- [EXERCISE AIM]:
Here are some records; copy every line that holds the word "foliage".

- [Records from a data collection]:
::::::::::

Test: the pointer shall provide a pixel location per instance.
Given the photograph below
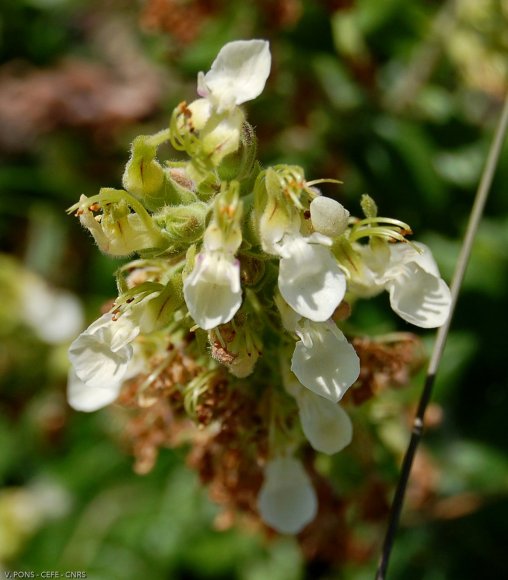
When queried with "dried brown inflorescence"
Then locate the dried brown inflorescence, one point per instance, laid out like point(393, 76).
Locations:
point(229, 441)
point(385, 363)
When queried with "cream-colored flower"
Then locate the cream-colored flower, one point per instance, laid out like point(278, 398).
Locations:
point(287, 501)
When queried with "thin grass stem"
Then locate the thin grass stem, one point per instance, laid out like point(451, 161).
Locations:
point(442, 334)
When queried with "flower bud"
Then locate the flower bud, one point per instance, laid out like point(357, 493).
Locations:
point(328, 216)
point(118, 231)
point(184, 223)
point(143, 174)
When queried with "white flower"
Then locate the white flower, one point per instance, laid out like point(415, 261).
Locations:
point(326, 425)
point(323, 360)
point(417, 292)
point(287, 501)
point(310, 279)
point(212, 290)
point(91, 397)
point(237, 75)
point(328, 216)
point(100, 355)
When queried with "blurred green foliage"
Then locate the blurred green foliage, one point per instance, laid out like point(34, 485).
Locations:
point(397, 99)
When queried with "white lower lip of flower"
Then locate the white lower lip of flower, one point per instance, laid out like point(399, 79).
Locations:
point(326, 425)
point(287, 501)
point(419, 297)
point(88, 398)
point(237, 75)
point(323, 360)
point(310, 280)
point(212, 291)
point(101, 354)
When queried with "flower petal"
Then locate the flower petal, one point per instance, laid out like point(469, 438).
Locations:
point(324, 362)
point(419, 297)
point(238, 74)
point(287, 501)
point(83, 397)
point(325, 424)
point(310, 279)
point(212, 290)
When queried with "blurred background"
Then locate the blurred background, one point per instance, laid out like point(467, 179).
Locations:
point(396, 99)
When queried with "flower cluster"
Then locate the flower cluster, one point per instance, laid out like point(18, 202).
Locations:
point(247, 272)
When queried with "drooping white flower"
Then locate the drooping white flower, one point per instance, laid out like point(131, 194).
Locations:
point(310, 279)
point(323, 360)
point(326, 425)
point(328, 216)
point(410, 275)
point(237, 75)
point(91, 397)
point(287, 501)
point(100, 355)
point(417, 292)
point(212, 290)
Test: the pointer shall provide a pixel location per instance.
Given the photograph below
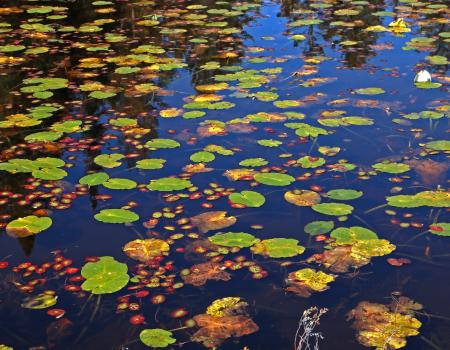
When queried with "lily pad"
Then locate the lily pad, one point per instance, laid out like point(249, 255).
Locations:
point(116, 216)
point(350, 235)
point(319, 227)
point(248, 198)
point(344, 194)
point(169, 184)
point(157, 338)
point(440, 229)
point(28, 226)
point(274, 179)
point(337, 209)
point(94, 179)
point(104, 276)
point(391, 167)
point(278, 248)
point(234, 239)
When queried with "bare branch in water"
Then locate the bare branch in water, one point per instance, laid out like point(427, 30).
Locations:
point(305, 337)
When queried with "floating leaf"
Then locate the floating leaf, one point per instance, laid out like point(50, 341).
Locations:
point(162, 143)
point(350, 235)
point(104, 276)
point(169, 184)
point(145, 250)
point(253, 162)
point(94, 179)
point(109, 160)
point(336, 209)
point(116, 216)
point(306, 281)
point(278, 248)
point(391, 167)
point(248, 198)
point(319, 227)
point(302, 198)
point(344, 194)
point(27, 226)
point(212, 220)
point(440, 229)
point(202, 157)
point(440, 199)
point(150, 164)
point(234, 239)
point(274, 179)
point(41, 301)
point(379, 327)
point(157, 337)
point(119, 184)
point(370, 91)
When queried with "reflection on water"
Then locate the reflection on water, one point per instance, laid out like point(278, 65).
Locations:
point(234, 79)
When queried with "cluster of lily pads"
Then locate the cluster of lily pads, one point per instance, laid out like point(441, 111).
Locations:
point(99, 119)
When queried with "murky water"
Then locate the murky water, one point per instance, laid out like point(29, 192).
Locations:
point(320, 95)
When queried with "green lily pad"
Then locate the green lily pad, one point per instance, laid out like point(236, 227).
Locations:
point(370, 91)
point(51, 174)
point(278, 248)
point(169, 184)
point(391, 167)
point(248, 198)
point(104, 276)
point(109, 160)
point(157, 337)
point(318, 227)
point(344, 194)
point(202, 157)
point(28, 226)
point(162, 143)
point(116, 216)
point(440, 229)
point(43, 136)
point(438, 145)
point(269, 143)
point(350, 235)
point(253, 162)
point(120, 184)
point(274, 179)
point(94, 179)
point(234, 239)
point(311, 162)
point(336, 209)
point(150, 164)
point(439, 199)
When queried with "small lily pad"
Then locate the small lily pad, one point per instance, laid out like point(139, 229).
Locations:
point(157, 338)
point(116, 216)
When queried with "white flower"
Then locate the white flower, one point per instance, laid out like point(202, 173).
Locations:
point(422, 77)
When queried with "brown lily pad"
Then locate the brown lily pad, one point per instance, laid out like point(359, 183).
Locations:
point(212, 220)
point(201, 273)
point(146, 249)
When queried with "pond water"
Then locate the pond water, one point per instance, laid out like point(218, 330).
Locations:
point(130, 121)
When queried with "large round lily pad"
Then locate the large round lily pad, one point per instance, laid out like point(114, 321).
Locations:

::::::::::

- [COMPLETED EXERCISE]:
When queried with "blurred green foliage"
Then locate the blurred green foliage, one point per instance, laid out like point(34, 485).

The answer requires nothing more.